Socratic Seminars
Socratic Seminars are the result of the work of Mortimer Adler, Director of the Institute for Philosophical Research in Chicago. Adler published The Paideia Proposal (1982) and Paideia Problems and Possibilities (1983) in which he argued that education should be rooted in three goals: the acquisition of knowledge, the development of intellectual skills, and the enlarged understanding of ideas and values. The first goal can be accomplished through textbooks and didactic teaching in the content areas. The second goal can be developed through coaching, exercises, and supervised practice. The third goal can be achieved through Socratic Questioning and Active Participation using books (not textbooks), other works of art, or involvement in artistic activities (Paideia Proposal 23). The seminar begins with a teacher's question but is entirely different from the Socratic questioning style which many teachers already employ.
Teaching by discussion imposes still other requirements. For older children, it calls for more than a fifty-minute class period. It calls for a room in which the participants in the discussion sit around a table instead of in rows. The teacher is one of the participants, not the principal performer standing up in front of the group.
The teacher's role in discussion is to keep it going along fruitful lines – by moderating, guiding, correcting, leading, and arguing like one more student! The teacher is first among equals. All must have the sense that they are participating as equals, as is the case in a genuine conversation. (Paideia Proposal 54)

_Set task A_
In the Socratic Seminars passage, through what means can the second goal of education be developed?
_Set task B_
Transcribe the part of the Socratic Seminars passage starting with "Teaching by discussion" and going on through "of the group.".
The listing after this text can be left aside; nothing here depends on it.

_Data rows_

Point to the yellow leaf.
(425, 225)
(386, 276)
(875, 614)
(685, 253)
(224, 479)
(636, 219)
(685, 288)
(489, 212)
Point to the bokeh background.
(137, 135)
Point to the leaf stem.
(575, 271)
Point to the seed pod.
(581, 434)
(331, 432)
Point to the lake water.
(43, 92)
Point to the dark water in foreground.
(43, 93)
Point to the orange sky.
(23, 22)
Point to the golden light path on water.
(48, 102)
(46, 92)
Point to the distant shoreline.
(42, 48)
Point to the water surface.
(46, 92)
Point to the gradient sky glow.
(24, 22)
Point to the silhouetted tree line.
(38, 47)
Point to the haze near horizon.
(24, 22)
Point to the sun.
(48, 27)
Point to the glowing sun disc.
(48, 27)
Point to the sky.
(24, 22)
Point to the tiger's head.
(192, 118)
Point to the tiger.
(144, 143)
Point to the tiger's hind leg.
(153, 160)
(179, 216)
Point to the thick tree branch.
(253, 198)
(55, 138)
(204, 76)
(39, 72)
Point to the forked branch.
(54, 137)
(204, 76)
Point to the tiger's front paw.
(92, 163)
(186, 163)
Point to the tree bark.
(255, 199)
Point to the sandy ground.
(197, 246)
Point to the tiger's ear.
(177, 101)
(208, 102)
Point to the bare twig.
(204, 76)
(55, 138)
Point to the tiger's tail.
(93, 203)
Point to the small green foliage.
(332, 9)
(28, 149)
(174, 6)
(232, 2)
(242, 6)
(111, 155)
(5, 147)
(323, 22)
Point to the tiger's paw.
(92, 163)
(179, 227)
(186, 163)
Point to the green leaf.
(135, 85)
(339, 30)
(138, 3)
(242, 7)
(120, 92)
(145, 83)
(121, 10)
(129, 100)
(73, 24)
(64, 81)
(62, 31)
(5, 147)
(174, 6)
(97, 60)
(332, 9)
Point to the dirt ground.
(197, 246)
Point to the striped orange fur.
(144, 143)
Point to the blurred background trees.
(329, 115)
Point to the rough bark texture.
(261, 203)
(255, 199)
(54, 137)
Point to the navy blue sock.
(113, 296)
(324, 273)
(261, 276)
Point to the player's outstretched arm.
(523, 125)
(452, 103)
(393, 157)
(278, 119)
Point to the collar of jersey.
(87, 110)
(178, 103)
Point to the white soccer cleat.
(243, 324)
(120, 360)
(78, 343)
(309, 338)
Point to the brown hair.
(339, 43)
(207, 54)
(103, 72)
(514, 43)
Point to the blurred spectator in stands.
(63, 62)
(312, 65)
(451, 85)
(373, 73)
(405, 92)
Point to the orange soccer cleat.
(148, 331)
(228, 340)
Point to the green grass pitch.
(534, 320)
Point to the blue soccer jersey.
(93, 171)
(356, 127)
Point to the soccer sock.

_Solution A_
Through coaching, exercises, and supervised practice.

_Solution B_
Teaching by discussion imposes still other requirements. For older children, it calls for more than a fifty-minute class period. It calls for a room in which the participants in the discussion sit around a table instead of in rows. The teacher is one of the participants, not the principal performer standing up in front of the group.